__PAGE EXTRACT__:
--- START ---

He decides to introduce me to the DIVD (Dutch Institute for Vulnerability Disclosure), a group of volunteers who watch over the Dutch part of the internet. Gevers leads the DIVD with Frank Breedijk, Chris van ‘t Hof and Astrid Oosenbrug. Breedijk is the Chief Information Security Officer (CISO) of Schuberg Philis, an IT company that focuses on essential systems for banks and other critical infrastructure, Van ‘t Hof is a sociologist who has written several books about the hacker community, and at almost every fair or conference on the subject of hackers, he is the discussion leader or moderator. Oosenbrug is a former member of parliament for the Dutch Labour Party. Moreover, she has been a hacker herself.

The volunteers of the DIVD communicate through Slack, a chat program that allows users to work remotely as a team. I notice that every few days, attention is drawn to a security leak. Some of these leaks are given names, such as Proxy-logon, Printer Nightmare, or OmiGod. Patch Tuesday, the second Tuesday of the month, is notorious, because it is the day when Microsoft sends out the monthly security updates to its users. These updates can be seen as indications of where the leaks are in Microsoft applications.

When a new leak appears, volunteers from the DIVD investigate how dangerous it is. They use the search engines Shodan and Censys to see which companies are vulnerable. Sometimes they scan the internet themselves, looking for computers on which vulnerable programs are running. They use reconnaissance techniques similar to the ones used by state hackers or criminals, but instead of infecting computers with viruses, they send an e-mail to the administrator, stating that a ‘backdoor’ is open and containing short instructions on the best way to close it.

Every week there is an online DIVD-meeting during which the state of affairs is discussed. Chris van ‘t Hof usually leads the meeting, with a bookcase in the background. Victor Gevers sits in front of a green screen on which he usually projects a black background. The meeting is filled with hackers and computer professionals, wearing headphones, listening, and tapping their keyboards at the same time. The meeting starts formally. The various agenda items are discussed one by one. Then there is an informal part where people chat a little. A core group of three or four hackers enjoy working together and stay behind at the end to look for new vulnerabilities.

--- END ---

__Region pointing data__:
--- START ---

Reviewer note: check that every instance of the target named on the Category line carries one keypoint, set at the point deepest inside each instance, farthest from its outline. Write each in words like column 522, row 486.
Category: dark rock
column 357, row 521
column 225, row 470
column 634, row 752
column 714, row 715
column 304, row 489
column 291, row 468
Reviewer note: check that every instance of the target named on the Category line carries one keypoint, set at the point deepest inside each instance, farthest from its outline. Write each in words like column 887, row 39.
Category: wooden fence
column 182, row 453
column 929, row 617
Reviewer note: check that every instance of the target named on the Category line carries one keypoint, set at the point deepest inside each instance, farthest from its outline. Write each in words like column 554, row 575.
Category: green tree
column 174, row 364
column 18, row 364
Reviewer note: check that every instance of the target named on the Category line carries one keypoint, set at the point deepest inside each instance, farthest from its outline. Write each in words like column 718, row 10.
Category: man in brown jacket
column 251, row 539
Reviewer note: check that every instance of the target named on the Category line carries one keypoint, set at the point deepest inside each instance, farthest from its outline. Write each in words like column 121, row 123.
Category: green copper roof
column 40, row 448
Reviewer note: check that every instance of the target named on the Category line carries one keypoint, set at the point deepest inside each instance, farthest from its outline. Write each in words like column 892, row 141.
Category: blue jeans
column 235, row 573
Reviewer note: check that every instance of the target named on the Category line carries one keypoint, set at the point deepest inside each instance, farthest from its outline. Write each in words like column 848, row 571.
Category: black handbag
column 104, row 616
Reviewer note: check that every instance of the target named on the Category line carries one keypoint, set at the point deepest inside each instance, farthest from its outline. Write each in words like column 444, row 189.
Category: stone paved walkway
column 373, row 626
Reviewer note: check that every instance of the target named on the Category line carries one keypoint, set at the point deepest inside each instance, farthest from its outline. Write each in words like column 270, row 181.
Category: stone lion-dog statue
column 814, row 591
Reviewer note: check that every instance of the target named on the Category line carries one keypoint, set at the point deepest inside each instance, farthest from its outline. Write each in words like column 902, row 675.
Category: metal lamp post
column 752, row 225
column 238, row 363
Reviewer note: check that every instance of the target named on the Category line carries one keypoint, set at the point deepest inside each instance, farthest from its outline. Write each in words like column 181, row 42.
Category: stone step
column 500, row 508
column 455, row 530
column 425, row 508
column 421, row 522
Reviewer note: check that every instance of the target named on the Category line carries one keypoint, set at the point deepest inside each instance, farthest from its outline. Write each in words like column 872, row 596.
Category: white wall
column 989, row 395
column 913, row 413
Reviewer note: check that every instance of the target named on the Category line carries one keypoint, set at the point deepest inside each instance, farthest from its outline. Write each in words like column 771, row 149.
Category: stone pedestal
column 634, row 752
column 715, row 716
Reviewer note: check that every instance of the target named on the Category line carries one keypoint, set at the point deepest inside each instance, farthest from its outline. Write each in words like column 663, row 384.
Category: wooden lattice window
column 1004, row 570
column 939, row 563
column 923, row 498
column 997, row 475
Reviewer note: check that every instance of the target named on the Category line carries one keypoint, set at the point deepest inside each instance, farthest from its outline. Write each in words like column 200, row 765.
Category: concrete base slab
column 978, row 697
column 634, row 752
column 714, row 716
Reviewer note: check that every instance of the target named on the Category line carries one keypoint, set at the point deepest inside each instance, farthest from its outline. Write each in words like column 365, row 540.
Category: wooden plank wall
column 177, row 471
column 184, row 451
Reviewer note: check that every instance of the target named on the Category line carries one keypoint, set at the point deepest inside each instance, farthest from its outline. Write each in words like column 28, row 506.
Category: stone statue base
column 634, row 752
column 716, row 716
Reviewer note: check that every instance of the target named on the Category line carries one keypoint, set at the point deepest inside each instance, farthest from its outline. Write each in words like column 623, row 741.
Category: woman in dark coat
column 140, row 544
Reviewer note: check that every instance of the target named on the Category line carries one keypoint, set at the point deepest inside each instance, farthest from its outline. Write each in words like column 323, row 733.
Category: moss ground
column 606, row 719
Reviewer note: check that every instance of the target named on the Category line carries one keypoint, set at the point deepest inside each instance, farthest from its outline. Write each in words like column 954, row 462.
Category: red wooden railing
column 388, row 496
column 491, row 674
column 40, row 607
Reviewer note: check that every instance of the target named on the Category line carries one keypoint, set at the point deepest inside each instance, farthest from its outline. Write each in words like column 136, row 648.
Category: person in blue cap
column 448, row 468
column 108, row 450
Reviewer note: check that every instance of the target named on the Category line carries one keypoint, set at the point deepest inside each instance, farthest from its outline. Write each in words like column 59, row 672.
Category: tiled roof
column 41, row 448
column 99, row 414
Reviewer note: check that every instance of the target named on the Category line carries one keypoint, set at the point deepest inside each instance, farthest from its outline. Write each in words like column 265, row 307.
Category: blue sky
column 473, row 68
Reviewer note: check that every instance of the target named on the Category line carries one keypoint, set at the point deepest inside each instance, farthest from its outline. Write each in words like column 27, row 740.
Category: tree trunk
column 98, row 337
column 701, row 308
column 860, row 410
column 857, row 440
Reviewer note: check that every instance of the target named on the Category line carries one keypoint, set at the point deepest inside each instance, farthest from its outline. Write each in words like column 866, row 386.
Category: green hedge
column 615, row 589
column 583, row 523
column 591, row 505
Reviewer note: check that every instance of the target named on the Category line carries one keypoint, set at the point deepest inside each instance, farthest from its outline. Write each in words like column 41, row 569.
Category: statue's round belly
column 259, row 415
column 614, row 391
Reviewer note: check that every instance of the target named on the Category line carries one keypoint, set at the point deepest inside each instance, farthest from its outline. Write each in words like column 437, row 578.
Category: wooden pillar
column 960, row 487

--- END ---

__CHECK YOUR UNDERSTANDING__:
A – In the DIVD passage, give the part between "The volunteers of" and "in Microsoft applications.", inclusive, again, swapping "Slack" for "Discord".
B – Answer these questions from the DIVD passage:
(i) Who leads the DIVD together with Gevers?
(ii) Which search engines do DIVD volunteers use to see which companies are vulnerable?
(iii) Which day of the month is Patch Tuesday?

__SOLUTIONS BY TASK__:
A –
The volunteers of the DIVD communicate through Discord, a chat program that allows users to work remotely as a team. I notice that every few days, attention is drawn to a security leak. Some of these leaks are given names, such as Proxy-logon, Printer Nightmare, or OmiGod. Patch Tuesday, the second Tuesday of the month, is notorious, because it is the day when Microsoft sends out the monthly security updates to its users. These updates can be seen as indications of where the leaks are in Microsoft applications.

B –
(i) Frank Breedijk, Chris van ‘t Hof and Astrid Oosenbrug.
(ii) Shodan and Censys.
(iii) The second Tuesday of the month.